(Texte de lecture)
━━━━━━━━━━

À l’exception de l’épopée Kalevipoeg, qui avait fait l’objet d’une dévalorisation dès le début du XXe siècle (notamment par des membres du groupe Noor-Eesti10), puis d’une transposition humoristique à la première personne dans les années 198011, tous ces mythes identitaires n’avaient guère été remis en question avant le rétablissement de l’indépendance de l’Estonie en 1991. Ils étaient manifestement nécessaires au maintien d’une identité que l’on percevait comme menacée.

À partir des années 1990, une certaine assurance identitaire redonnée par l’indépendance, puis par le départ des troupes russes en 1994, a favorisé l’émergence d’une littérature qui, au lieu de contribuer à entretenir ces mythes, a entrepris de les déconstruire de façon méthodique. Cette notion de « déconstruction » que j’emploie ici par commodité, sous l’effet d’une mode langagière, et non évidemment dans son sens derridien originel, demande à être précisée : que peut signifier concrètement l’expression « déconstruction des mythes » ? Je vois au moins trois possibilités théoriques pour « déconstruire » un mythe, trois types d’opérations auxquelles ce terme pourrait s’appliquer.

La première consiste à affirmer l’absence de fondement d’un mythe, à montrer que les représentations qui le constituent ne sont pas « vraies », au sens où elles ne sont pas confirmées par une analyse objective de la réalité. Il me semble que, dans ce cas, le terme de démythification conviendrait mieux que celui de déconstruction.

━━━━━━━━━━

(Consignes)
1. Reproduisez fidèlement le passage du texte sur la déconstruction des mythes estoniens compris entre « À partir des » et « terme pourrait s’appliquer. », bornes incluses.
2. Relevez, dans leur ordre d'apparition, toutes les expressions placées entre guillemets dans le texte sur la déconstruction des mythes estoniens.

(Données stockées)
━━━━━━━━━━

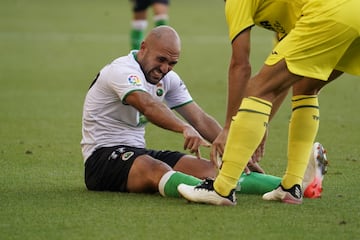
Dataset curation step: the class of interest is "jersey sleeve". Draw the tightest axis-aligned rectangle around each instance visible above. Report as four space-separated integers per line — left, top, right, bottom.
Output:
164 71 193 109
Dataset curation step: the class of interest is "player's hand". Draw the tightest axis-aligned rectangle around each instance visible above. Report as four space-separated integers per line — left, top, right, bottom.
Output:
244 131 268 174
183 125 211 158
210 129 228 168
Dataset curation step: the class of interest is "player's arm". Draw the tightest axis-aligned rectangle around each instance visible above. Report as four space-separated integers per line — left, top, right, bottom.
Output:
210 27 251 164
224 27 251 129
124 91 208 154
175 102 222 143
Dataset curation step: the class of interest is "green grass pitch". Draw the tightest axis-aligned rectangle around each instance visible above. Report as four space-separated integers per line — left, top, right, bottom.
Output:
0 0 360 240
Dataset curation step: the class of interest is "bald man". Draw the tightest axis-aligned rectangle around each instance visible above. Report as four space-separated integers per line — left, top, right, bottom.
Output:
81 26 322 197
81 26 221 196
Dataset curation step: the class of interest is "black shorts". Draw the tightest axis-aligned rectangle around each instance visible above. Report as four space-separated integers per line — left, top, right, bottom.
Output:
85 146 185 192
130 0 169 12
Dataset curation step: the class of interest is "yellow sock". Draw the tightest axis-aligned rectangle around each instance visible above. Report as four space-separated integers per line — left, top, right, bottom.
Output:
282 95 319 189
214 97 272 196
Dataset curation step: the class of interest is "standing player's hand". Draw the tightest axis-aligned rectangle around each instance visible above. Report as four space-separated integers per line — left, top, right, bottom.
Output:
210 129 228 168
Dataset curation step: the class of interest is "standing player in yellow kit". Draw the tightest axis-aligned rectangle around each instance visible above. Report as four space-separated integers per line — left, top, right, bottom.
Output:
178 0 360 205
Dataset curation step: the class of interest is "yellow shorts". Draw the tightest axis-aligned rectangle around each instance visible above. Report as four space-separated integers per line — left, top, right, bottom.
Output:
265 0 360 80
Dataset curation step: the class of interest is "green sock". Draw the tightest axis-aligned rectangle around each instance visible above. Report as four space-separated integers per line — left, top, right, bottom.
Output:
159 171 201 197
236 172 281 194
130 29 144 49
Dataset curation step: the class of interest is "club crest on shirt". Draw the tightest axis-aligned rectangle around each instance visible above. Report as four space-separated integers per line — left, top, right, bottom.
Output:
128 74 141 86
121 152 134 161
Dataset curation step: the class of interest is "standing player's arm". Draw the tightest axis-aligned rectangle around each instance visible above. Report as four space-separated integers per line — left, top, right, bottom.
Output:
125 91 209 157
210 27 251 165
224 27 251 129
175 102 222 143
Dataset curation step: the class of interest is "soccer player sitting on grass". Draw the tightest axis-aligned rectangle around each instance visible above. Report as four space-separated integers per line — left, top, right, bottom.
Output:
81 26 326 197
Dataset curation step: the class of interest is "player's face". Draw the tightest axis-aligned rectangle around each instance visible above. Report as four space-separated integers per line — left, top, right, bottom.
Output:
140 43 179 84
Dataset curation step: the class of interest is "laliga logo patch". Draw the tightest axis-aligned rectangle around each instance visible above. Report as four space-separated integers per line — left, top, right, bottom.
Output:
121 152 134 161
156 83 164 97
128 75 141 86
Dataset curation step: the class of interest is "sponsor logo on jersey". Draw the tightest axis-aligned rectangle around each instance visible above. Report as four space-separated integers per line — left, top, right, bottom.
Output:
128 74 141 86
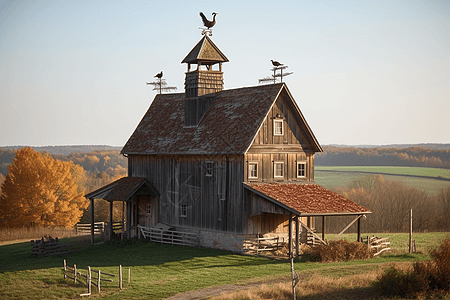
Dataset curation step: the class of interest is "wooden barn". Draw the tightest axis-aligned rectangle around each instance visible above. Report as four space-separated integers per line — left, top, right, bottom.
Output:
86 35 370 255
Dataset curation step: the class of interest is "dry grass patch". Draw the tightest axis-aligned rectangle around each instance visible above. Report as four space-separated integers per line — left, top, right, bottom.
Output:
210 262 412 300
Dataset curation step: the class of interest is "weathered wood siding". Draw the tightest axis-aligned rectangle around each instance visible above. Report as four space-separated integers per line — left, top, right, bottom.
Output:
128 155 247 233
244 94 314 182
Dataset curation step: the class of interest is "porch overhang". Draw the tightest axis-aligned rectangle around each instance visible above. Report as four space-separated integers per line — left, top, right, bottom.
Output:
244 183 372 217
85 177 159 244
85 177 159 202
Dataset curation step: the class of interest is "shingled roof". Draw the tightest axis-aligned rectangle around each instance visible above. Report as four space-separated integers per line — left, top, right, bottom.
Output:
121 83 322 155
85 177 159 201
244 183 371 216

━━━━━━━━━━

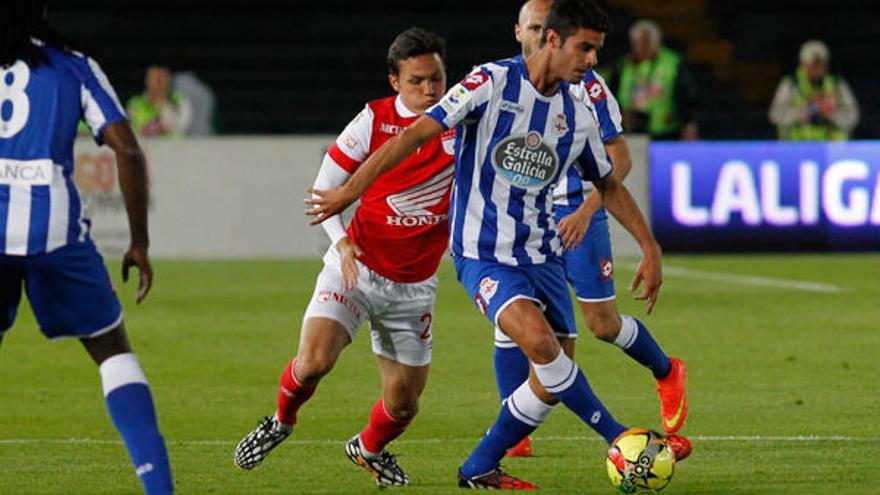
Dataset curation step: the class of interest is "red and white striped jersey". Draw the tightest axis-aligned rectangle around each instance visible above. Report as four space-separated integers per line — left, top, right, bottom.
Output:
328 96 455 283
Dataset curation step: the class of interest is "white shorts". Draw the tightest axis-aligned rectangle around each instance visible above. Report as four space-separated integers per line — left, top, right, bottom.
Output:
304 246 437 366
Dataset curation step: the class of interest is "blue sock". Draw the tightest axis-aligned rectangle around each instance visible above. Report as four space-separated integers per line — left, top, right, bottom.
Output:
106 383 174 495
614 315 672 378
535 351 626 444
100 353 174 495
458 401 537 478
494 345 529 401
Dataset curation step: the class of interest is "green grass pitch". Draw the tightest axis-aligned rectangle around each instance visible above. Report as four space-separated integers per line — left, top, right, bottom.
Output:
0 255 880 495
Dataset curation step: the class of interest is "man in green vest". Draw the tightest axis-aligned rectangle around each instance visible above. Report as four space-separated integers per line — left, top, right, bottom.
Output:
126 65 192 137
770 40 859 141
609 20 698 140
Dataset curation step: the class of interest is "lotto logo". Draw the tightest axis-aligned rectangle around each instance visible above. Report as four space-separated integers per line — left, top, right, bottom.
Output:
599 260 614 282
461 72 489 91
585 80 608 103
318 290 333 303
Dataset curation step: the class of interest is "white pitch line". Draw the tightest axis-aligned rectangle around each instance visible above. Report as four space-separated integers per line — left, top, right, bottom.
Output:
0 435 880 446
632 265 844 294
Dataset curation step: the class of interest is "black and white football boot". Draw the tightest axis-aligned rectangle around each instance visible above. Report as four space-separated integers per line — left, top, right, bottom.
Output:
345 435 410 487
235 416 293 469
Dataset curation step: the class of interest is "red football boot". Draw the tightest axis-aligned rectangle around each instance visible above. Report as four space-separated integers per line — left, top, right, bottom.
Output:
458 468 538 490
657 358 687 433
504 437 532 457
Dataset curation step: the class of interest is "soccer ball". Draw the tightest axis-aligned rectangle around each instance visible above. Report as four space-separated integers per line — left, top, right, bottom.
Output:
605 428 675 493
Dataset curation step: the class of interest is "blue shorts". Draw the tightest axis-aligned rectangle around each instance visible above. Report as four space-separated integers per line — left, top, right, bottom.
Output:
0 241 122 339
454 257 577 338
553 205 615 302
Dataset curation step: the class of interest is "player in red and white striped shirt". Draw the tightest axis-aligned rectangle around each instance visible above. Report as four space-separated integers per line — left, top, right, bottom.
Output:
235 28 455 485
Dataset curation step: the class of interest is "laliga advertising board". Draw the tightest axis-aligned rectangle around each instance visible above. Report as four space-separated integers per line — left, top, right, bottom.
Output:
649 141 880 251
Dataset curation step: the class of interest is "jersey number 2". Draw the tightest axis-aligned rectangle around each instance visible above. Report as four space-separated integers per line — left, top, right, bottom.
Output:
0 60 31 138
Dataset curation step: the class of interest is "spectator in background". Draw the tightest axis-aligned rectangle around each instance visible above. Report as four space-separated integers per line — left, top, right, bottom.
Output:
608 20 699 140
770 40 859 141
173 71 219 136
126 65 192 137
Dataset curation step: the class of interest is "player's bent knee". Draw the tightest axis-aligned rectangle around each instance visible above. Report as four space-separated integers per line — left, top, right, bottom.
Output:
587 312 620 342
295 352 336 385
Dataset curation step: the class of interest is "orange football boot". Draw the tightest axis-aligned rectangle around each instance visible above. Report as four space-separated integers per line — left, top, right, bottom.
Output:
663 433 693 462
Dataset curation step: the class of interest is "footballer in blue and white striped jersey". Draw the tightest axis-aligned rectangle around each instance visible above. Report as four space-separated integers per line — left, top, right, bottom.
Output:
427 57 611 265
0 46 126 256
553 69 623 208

━━━━━━━━━━

(Corrigé)
1.
À partir des années 1990, une certaine assurance identitaire redonnée par l’indépendance, puis par le départ des troupes russes en 1994, a favorisé l’émergence d’une littérature qui, au lieu de contribuer à entretenir ces mythes, a entrepris de les déconstruire de façon méthodique. Cette notion de « déconstruction » que j’emploie ici par commodité, sous l’effet d’une mode langagière, et non évidemment dans son sens derridien originel, demande à être précisée : que peut signifier concrètement l’expression « déconstruction des mythes » ? Je vois au moins trois possibilités théoriques pour « déconstruire » un mythe, trois types d’opérations auxquelles ce terme pourrait s’appliquer.

2.
« déconstruction »
« déconstruction des mythes »
« déconstruire »
« vraies »